---------- Provided entries

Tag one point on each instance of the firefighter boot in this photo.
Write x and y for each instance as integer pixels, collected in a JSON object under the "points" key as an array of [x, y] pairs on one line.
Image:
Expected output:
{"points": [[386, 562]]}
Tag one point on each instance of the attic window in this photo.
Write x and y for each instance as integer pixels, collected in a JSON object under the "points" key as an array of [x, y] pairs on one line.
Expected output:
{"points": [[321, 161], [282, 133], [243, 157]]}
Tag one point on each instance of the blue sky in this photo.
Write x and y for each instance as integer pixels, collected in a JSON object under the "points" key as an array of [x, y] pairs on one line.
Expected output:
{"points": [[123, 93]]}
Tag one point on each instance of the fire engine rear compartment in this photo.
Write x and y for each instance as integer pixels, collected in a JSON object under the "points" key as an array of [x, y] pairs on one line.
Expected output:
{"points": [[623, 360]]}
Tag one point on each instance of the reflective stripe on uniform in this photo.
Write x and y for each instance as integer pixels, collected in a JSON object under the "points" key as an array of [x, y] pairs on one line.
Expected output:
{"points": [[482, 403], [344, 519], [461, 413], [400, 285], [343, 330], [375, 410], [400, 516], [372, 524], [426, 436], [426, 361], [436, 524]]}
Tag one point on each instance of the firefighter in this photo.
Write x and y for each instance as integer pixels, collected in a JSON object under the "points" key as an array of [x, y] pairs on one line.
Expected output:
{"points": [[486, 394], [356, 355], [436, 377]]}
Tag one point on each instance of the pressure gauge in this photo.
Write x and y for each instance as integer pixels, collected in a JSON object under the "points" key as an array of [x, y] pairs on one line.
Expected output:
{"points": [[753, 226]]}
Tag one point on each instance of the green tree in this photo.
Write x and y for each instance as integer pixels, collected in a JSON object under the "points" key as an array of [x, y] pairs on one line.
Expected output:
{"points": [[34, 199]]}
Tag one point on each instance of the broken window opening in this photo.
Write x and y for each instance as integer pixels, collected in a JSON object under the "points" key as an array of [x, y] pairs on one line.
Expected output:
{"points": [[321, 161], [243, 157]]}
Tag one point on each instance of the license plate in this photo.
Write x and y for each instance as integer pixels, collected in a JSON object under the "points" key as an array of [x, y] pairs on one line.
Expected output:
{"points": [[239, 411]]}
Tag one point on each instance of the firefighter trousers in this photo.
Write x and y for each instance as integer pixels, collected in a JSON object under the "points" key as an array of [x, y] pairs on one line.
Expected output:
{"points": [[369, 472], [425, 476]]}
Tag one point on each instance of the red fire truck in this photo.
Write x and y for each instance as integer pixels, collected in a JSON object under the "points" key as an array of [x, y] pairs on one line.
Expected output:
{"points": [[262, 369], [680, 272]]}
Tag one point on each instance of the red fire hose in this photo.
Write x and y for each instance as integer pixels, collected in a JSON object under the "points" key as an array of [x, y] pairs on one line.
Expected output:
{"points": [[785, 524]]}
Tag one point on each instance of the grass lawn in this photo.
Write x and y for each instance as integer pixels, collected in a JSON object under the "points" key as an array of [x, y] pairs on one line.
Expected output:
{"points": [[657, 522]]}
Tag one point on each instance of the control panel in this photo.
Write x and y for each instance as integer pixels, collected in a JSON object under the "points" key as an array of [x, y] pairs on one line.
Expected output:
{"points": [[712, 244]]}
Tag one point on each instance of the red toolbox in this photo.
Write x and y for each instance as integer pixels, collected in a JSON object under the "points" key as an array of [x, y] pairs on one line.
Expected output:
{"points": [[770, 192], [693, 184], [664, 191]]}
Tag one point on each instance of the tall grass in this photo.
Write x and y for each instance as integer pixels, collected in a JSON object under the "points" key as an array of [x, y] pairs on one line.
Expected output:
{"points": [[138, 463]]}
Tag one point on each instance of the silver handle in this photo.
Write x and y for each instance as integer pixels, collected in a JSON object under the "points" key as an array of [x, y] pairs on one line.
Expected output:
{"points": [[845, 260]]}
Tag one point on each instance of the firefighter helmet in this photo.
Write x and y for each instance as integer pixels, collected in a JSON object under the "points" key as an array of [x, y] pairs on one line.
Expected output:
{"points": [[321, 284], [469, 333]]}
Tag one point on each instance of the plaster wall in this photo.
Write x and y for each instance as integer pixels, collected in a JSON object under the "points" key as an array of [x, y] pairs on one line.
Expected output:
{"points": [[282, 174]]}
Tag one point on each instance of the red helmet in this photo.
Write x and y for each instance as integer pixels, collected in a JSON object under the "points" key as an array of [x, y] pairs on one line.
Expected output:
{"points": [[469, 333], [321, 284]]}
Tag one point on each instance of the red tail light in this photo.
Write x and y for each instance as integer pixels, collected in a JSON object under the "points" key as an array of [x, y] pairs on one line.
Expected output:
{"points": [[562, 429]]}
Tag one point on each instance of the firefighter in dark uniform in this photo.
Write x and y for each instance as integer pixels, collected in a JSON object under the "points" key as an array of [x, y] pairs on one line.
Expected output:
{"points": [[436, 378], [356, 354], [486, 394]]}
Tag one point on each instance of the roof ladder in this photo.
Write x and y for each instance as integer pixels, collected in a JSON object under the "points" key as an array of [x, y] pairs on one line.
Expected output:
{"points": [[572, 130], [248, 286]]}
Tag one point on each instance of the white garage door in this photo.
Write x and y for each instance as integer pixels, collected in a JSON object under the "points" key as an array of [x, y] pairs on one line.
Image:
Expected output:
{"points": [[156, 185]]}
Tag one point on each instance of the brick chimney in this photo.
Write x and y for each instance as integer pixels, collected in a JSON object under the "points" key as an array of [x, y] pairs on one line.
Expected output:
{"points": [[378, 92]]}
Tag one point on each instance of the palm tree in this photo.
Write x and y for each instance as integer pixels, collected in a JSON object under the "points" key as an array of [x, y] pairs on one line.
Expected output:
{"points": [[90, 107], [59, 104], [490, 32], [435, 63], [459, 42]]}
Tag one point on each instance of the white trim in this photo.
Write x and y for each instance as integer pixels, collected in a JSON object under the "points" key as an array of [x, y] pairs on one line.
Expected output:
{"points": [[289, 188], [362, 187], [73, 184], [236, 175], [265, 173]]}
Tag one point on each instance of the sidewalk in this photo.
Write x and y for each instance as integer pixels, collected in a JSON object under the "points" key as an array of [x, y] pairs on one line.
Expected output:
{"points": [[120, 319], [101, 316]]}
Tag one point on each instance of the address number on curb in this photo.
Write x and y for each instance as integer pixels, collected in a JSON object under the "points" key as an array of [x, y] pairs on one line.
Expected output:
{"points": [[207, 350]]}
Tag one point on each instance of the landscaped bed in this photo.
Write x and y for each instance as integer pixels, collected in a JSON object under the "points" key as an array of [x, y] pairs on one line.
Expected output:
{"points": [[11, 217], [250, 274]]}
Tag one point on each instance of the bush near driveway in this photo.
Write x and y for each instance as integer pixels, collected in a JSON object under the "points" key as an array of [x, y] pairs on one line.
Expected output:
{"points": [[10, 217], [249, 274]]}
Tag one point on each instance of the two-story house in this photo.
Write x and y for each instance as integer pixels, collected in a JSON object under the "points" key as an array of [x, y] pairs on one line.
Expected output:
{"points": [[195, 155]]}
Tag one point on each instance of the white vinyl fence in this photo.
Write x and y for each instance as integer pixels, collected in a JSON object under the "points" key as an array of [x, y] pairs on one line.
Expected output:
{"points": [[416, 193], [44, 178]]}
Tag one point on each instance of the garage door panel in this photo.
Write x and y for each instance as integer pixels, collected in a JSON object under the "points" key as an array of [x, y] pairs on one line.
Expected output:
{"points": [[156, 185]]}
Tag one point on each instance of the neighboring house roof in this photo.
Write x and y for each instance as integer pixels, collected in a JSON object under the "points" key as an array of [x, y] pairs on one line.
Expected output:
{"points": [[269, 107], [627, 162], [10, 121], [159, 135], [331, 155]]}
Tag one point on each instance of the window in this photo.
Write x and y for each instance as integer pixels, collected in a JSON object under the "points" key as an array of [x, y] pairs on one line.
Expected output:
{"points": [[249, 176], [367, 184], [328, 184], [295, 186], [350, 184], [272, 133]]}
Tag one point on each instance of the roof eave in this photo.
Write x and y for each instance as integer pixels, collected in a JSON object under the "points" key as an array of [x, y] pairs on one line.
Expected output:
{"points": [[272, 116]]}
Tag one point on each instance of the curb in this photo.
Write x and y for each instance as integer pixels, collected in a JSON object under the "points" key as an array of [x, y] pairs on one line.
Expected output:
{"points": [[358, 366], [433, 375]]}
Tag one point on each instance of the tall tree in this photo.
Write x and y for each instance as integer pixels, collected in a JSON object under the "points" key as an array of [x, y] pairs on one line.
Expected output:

--------------------

The lines to reproduce run from the one that contains "Tag one point on each instance of the white vinyl" through the last line above; copy them exactly.

Tag one point on each instance of the white vinyl fence in this photo.
Write x and y for each instance as integer pixels, collected in a JSON object under the "points" key as an array of [x, y] pairs on one line.
Expected output:
{"points": [[416, 193], [44, 178]]}
Tag one point on each instance of the garage door panel in this photo.
Write x and y for each instance as integer pixels, collected in a JSON object under the "points" key as an array of [x, y] pairs on one line.
Expected output:
{"points": [[156, 185]]}
Tag one point on each instance of the neighboring house roof in this photo.
Write x and y for each instance as integer pixels, collected in a JSON object under the "points" key as an array of [x, y] pairs on one line.
Expected output:
{"points": [[269, 107], [627, 162], [10, 121], [159, 135], [331, 155]]}
Tag one point on each instance of the window in this photo.
Write x and y for each instance as integer pixels, collected in a JSON object under the "points" key as an array of [x, y] pairs on one line.
Expected output:
{"points": [[249, 176], [367, 184], [328, 184], [295, 186], [350, 184], [272, 133]]}
Tag one point on each instance of the roof eave in this photo.
Write x and y for each instance as integer pixels, collected in a JSON object under the "points" key as an array of [x, y] pairs on one line.
Expected output:
{"points": [[272, 116]]}
Tag one point on each instance of the curb in this photo.
Write x and y for each instance as integer pixels, collected in a JSON object under the "points" key as an array of [x, y] pairs on one line.
Expected output:
{"points": [[358, 366], [433, 375]]}
Tag one point on each instance of the tall tree in this photo.
Write x and y for each instance as integer pixels, collected in a JSON object under the "points" key as an array of [x, y] pairs on one line.
Expected output:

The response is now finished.